PROBLEMS TO WORK ON >>
(a) Check each statement against the text on Unix text processing. For each, answer yes or no and quote the words that decide it. (i) Regular expressions are standalone command utilities. (ii) The text suggests beginning with the regular expressions of Perl. (iii) pcregrep is bundled with the Perl Compatible Regular Expressions library.
(b) In the text on Unix text processing, what do text streams cover besides text files?
(c) Reproduce the text on Unix text processing from "Before we jump" up to and including "with regular expressions.".

TEXT SHOWN >>
== Segment start ==

Unix is Friend - Text Processinge

    Instead of single application for a proprietary file format, Unix utilities manage text streams. Text streams means not only text files but also command line inputs and outputs. Unix comes with several handy text processing utilities. These tools co-operates well with text streams. Therefore, you should save your documents in plain text formats whenever possible. Here we briefly introduce some of them.

    Before we jump into these utilities, let’s look at regular expressions. Regular expressions are not standalone command utilities but a set of mini-language in many Unix utilities and programming languages. Regular expressions are compact search patterns for strings, saving a lot of conditions and loops. If you do not know regular expressions, you may still use these Unix utilities, but these utilities become more powerful with regular expressions.

    There are several dialects of regular expressions in different Unix utilities, causing confusion. We suggest starting with the regular expressions of Perl, the most complete dialect of regular expressions. Check perlrequick, perlretut, and perlre for more information. A simpler way to practice and use Perl regular expressions in command line is using pcregrep, a utility bundled with Perl Compatible Regular Expressions library.

== Segment end ==

RECORDS SHOWN >>
== Segment start ==

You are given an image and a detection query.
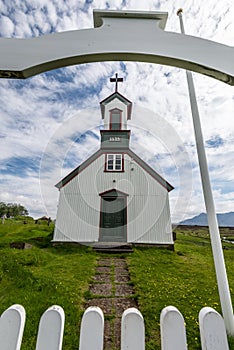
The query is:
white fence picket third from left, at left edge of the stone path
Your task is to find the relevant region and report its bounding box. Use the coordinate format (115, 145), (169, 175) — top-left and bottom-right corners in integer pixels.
(79, 306), (104, 350)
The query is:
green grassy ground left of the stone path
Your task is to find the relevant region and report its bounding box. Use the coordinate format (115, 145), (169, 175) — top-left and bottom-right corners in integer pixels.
(0, 223), (96, 350)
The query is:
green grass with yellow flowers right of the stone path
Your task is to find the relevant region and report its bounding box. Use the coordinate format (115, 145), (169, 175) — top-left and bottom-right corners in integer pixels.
(128, 231), (234, 350)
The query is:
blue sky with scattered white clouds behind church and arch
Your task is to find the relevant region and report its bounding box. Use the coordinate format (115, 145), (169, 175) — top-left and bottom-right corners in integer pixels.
(0, 0), (234, 222)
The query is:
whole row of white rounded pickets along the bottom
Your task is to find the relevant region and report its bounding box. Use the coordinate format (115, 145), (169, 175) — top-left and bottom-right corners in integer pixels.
(0, 305), (229, 350)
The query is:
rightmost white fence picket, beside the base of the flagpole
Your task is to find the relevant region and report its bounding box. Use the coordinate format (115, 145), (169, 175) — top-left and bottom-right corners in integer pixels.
(199, 307), (229, 350)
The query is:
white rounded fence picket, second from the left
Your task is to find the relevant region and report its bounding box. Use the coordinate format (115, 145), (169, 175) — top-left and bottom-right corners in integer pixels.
(36, 305), (65, 350)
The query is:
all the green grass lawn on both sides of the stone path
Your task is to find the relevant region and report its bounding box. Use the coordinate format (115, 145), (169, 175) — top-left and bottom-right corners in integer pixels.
(0, 220), (234, 350)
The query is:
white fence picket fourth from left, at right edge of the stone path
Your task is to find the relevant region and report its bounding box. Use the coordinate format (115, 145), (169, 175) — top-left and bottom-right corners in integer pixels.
(121, 307), (145, 350)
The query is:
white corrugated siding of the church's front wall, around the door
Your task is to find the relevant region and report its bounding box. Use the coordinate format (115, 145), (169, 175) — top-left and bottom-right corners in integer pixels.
(53, 154), (173, 244)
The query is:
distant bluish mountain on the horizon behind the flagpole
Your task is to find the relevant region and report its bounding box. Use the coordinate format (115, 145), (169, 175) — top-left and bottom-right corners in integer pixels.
(179, 212), (234, 227)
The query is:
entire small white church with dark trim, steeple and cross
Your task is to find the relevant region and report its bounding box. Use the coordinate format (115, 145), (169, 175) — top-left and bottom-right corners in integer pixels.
(53, 74), (174, 245)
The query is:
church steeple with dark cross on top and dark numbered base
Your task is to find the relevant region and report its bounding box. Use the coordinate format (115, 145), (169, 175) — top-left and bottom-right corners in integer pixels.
(100, 73), (132, 149)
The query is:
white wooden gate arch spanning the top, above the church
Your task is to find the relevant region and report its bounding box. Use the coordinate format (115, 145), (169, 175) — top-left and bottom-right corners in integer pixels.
(0, 10), (234, 85)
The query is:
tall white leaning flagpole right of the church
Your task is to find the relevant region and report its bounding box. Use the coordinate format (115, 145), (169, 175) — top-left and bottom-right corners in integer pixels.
(177, 9), (234, 336)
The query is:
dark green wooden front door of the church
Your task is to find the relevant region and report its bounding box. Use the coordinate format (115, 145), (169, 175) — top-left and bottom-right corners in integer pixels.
(99, 195), (127, 242)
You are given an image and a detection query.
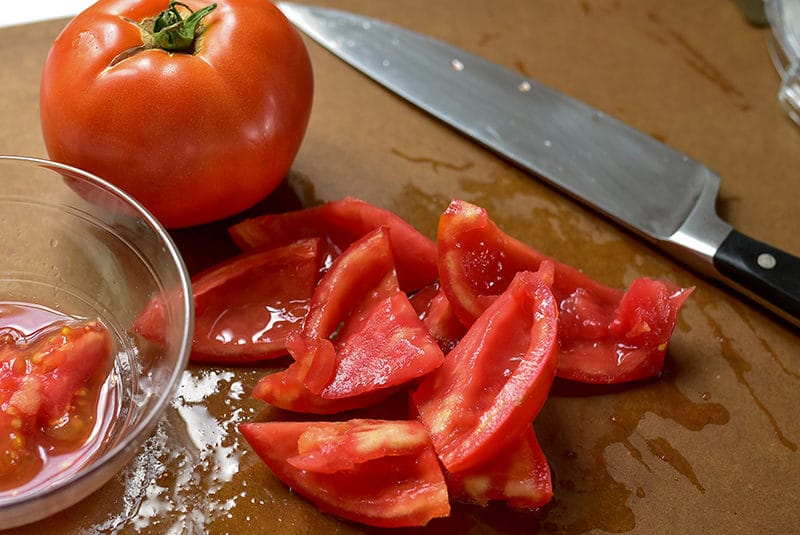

== Segment end ==

ANSWERS PER TASK >>
(a)
(i) No: "Regular expressions are not standalone command utilities"
(ii) Yes: "We suggest starting with the regular expressions of Perl"
(iii) Yes: "pcregrep, a utility bundled with Perl Compatible Regular Expressions library"

(b) Command line inputs and outputs.

(c)
Before we jump into these utilities, let’s look at regular expressions. Regular expressions are not standalone command utilities but a set of mini-language in many Unix utilities and programming languages. Regular expressions are compact search patterns for strings, saving a lot of conditions and loops. If you do not know regular expressions, you may still use these Unix utilities, but these utilities become more powerful with regular expressions.